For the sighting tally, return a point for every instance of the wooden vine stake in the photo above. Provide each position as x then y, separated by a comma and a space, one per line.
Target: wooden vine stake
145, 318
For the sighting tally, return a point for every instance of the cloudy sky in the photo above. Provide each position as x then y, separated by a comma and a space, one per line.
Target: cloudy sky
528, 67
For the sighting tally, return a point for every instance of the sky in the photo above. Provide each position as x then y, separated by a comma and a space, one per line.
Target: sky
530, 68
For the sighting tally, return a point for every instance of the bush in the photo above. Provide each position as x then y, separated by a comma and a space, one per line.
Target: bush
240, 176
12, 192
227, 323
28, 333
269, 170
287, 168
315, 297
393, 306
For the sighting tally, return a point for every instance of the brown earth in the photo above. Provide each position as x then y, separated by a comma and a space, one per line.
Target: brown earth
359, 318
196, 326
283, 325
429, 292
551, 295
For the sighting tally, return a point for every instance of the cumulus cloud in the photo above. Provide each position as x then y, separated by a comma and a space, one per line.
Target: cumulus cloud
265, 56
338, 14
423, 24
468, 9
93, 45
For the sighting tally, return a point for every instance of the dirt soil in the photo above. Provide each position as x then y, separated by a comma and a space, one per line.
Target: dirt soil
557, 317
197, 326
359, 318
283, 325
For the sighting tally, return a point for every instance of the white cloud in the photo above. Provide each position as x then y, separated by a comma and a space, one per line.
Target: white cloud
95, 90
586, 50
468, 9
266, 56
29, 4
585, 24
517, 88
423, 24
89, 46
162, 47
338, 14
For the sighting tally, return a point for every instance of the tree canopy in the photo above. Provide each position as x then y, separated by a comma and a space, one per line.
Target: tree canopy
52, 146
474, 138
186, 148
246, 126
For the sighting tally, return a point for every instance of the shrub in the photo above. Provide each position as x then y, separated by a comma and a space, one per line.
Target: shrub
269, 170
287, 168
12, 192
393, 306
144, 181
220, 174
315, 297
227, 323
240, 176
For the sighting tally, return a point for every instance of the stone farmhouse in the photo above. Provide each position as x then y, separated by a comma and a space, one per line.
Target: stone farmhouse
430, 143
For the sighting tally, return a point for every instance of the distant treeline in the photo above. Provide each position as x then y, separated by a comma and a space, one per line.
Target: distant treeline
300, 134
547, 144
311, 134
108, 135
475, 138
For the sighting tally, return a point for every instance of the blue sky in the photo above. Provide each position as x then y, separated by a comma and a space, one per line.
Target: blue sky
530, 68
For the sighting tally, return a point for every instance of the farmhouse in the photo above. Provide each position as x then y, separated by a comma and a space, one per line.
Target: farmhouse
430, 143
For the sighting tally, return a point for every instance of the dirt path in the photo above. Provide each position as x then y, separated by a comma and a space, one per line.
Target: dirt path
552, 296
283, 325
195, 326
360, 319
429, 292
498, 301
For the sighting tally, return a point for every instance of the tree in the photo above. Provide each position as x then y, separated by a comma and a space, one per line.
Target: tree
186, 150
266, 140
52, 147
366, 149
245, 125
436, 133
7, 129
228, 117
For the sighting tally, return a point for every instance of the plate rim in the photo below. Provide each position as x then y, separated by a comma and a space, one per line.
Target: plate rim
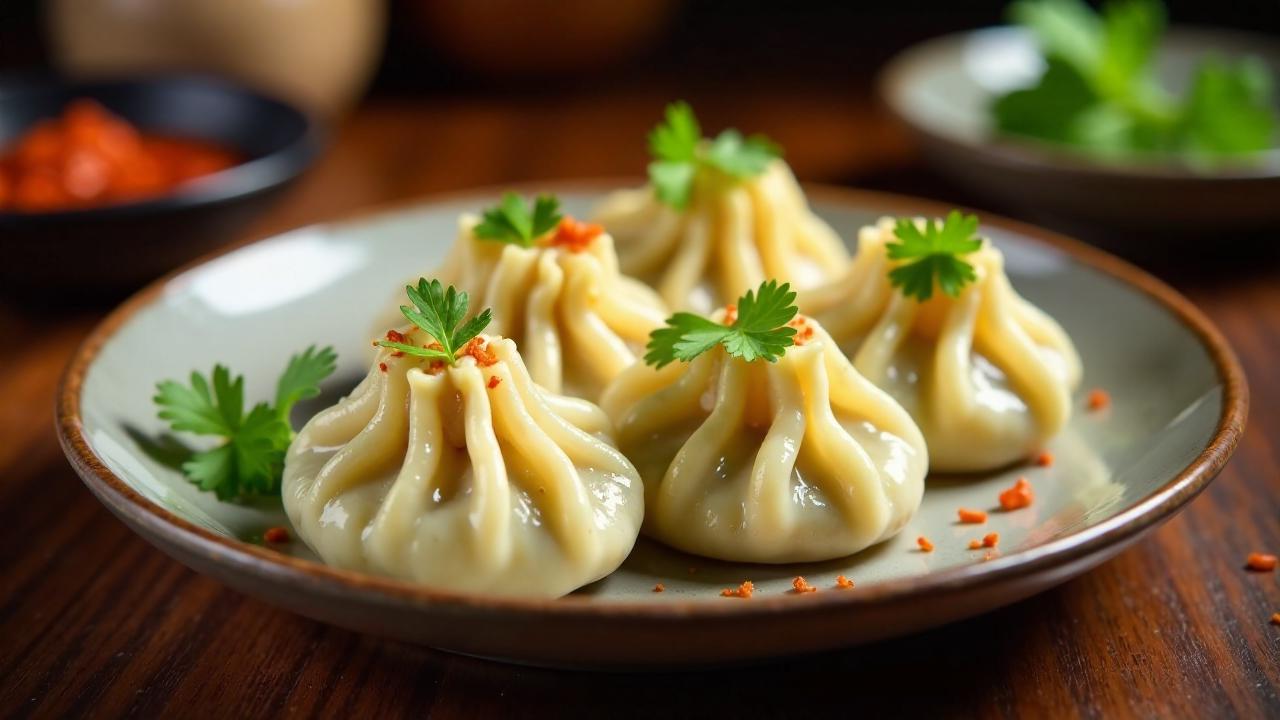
··········
What needs to be done:
Can you gather every line in the material above that contains the word "vine", copying each one in full?

Exercise solution:
For the sighting tally, return a point for every instance of the wooden vine stake in the photo above. Provide each position as x then y, separated by a comma and a space, one per line.
Target: wooden vine stake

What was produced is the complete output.